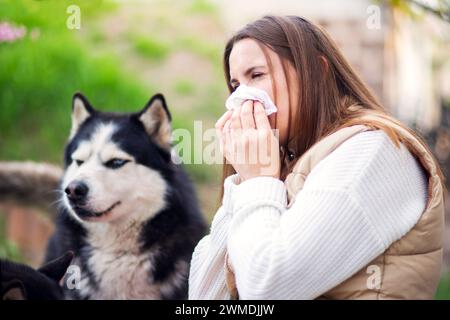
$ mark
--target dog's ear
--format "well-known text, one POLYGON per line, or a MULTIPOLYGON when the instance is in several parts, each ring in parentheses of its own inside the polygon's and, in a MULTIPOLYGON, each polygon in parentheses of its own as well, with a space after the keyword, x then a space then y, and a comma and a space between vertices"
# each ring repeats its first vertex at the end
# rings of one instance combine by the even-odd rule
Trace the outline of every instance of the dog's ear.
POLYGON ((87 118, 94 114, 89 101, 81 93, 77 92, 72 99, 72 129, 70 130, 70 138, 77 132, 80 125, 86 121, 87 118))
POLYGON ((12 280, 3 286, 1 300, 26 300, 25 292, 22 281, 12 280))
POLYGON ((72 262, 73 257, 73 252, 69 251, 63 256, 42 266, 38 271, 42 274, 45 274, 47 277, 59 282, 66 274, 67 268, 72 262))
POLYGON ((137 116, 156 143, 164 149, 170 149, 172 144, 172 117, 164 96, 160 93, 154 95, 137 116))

********************

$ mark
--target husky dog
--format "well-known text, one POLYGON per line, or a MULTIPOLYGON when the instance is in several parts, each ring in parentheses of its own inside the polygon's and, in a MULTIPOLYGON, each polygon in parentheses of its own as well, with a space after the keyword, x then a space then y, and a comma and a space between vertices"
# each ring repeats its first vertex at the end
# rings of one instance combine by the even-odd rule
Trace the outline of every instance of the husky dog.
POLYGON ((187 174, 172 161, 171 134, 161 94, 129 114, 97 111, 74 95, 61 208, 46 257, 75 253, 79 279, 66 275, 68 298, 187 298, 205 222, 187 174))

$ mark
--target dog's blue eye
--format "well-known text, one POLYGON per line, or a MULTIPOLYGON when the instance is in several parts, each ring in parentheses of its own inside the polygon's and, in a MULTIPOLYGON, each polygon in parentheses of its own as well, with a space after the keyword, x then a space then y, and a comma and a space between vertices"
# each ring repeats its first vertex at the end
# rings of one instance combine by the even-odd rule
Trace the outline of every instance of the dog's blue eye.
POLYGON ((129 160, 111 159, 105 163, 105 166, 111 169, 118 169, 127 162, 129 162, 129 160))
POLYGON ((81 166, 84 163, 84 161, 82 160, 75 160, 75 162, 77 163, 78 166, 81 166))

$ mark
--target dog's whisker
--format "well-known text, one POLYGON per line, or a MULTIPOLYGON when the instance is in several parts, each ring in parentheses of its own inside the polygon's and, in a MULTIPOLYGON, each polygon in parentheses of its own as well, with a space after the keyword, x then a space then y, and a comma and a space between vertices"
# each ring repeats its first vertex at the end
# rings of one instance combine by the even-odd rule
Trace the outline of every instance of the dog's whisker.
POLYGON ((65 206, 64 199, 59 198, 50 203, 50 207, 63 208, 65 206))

********************

Action item:
For each line above that includes "target", make a copy.

Your solution:
--target dog's ear
--target husky dog
--target dog's blue eye
--target dog's whisker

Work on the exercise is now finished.